1.2.3. Molecular Structure
SOM comprises a collection of simple and macromolecular organic functional groups [Krull et al., 2003; Sollins et al., 1996]. The mean residence times (MRT) of different compounds can vary widely depending on their association with the soil matrix and environmental conditions. By changing the physical, biological, and microclimatic conditions in environments where a given SOM pool or compound class resides, transport and deposition can change its decomposition rate, and some types of SOM might be expected to be more strongly influenced by the change in environment [Berhe et al., 2007; Schmidt et al., 2011; Trumbore, 2009]. For example, let's consider a case where SOM from slopes is laterally transported by soil erosion to an environment that is waterlogged, as is the case in valley floors or depositional positions such as our plain position that is waterlogged for at least for part of the year. Lateral redistribution with soil erosion can lead to transfer of OM from well aerated soil profiles at slopes to depositional environments that are waterlogged, less oxygenated, have lower density of active microbes—where the conditions in the depositional valley floor or plain are less optimal for decomposition. In theory, in the short term this could lead to reduced decomposition of organic compounds that are less soluble, larger, and have high stoichiometric oxygen demand (for decomposition) than others. But, these short-term dynamics should not be confused with long-term resistance of organic functional groups to decomposition. Molecular structure alone does not control long-term decomposition dynamics of SOM [Kleber, 2010a, 2010b; Schmidt et al., 2011].

[Description of the task] Summarize the passage on soil organic matter and molecular structure in two sentences.

[Record set]
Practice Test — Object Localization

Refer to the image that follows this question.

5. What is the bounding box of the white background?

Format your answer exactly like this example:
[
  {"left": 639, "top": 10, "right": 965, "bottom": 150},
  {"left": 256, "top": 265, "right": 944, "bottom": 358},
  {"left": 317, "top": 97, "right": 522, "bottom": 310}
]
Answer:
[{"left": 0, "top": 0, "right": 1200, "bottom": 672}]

[Output for this exercise] Soil organic matter (SOM) is a collection of simple and macromolecular organic functional groups, and the mean residence times of its compounds vary with their association with the soil matrix and with environmental conditions. Erosion that moves SOM from well-aerated slopes to waterlogged depositional settings could, in the short term, slow the decomposition of less soluble, larger compounds with high oxygen demand, but molecular structure alone does not control long-term decomposition.